> **Instructions for the task**
Rewrite every row below, replacing "innermost point" with "central point" and leaving everything else unchanged. Leave the pictures out of your version.

> **Input for this task**
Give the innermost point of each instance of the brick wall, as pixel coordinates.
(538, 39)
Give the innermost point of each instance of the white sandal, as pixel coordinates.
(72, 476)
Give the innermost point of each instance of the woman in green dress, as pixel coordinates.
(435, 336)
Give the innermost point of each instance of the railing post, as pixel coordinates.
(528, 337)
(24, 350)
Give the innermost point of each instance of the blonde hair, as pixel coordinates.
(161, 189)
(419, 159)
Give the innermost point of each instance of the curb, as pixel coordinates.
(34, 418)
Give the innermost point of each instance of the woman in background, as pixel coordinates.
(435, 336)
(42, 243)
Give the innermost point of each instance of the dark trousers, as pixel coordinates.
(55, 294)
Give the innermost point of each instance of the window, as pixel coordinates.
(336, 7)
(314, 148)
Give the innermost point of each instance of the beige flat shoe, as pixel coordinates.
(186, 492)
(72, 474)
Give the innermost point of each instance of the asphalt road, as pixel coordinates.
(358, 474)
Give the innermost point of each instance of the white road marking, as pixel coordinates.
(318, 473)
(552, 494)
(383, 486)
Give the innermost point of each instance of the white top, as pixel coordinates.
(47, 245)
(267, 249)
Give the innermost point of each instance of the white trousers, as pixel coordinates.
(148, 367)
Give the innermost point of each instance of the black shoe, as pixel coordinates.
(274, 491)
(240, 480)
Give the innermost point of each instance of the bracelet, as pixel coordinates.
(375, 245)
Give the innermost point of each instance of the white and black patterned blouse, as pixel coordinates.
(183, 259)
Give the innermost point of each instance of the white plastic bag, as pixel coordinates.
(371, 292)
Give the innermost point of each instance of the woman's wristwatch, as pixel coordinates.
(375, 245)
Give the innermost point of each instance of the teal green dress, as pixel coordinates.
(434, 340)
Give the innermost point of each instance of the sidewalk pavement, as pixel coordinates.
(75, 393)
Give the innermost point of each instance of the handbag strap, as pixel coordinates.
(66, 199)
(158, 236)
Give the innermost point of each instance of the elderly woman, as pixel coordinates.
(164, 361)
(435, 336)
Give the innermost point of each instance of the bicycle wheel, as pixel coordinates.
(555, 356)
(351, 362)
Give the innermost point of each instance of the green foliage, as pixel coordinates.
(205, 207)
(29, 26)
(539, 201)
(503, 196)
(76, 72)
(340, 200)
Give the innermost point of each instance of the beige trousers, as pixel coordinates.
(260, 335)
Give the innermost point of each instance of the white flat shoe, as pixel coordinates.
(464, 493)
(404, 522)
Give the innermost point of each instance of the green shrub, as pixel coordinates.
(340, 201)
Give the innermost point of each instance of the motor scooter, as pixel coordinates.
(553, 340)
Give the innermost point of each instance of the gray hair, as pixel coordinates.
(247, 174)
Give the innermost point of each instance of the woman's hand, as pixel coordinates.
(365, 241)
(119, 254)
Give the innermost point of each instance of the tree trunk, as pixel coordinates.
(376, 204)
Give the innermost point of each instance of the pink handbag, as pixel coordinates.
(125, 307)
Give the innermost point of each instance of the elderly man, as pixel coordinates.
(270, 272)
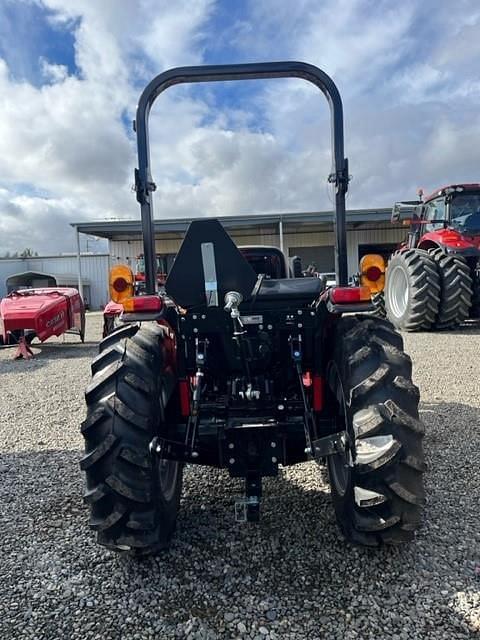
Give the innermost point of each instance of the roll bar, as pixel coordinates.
(145, 186)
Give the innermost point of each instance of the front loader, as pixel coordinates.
(235, 369)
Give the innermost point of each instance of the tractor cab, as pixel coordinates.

> **Result for this exercise**
Give the central point of each instance of the brick wall, as pixel coordinates.
(538, 39)
Give the central point of each instance of the white sandal, as pixel coordinates.
(72, 476)
Give the central point of each instance of the woman in green dress, as pixel coordinates.
(435, 336)
Give the central point of each instance of the railing post, as pixel coordinates.
(528, 337)
(24, 350)
Give the central point of each instance of the blonde hair, as pixel coordinates.
(161, 189)
(419, 159)
Give the central point of each instance of the curb, as pixel coordinates.
(34, 418)
Give the central point of each instance of the woman in background, as pixel coordinates.
(435, 336)
(42, 243)
Give the central point of each instance of the dark trousers, as pixel coordinates.
(55, 294)
Give the central point of each instance of the window, as pixel coordinates.
(336, 7)
(314, 148)
Give the central point of each instance of the beige flat shoe, as pixel coordinates.
(186, 492)
(72, 474)
Give the central point of each instance of the asphalt road, as pixel coordinates.
(358, 474)
Give the central point of each instance of the white road marking, as pixel coordinates.
(318, 473)
(552, 494)
(383, 486)
Give the central point of each instance of the white top, as pixel coordinates.
(47, 245)
(267, 249)
Give the central point of each instance of the white trousers, as pixel coordinates.
(148, 367)
Give the central point of each instance of the black shoe, as pixel coordinates.
(274, 491)
(240, 480)
Give the central point of each instance of the bracelet, as pixel coordinates.
(375, 245)
Give the central point of each instance of the white and black patterned blouse, as pixel coordinates.
(183, 259)
Give the central point of each instance of the white plastic bag, as pixel coordinates.
(371, 292)
Give the central point of each instance of the woman's wristwatch, as pixel coordinates.
(375, 245)
Give the central point of each instance of the teal green dress, as pixel coordinates.
(434, 340)
Give the central point of each instance of the sidewalk pavement, as pixel coordinates.
(75, 393)
Give the central point of each instance of the handbag strap, as pixel coordinates.
(66, 199)
(158, 236)
Give the central point of each instance of the elderly woman, as pixel coordinates.
(164, 361)
(435, 336)
Give the central point of each instance of the bicycle wheel, as pixel coordinates.
(555, 356)
(351, 362)
Give the central point of each instance of the green foliage, as pixel coordinates.
(205, 207)
(29, 26)
(539, 201)
(503, 196)
(76, 72)
(340, 200)
Give the central point of each instance of the beige trousers, as pixel coordinates.
(260, 335)
Give the central point of each instance of the white flat shoe, as pixel coordinates.
(464, 493)
(404, 522)
Give the central point of each instance of the green shrub, as pixel coordinates.
(340, 201)
Give the central point of each instance of the motor scooter, as pixel coordinates.
(553, 340)
Give the central point of each instance of the gray hair, as pixel coordinates.
(247, 174)
Give the central point of each instance of the woman's hand, as pixel coordinates.
(365, 241)
(119, 254)
Give the central point of each instance of the tree trunk, as pixel coordinates.
(376, 204)
Give the central point of each instance of the pink handbag, as pixel coordinates.
(125, 307)
Give the central point of each instance of the elderly man, as pixel coordinates.
(270, 272)
Give the central point of each instance of the roll bar, as pixel coordinates.
(145, 186)
Give the central point of each instance of the front loader, as pixel coordinates.
(235, 369)
Give the central point of each instance of the tractor cab, as pixel coordinates.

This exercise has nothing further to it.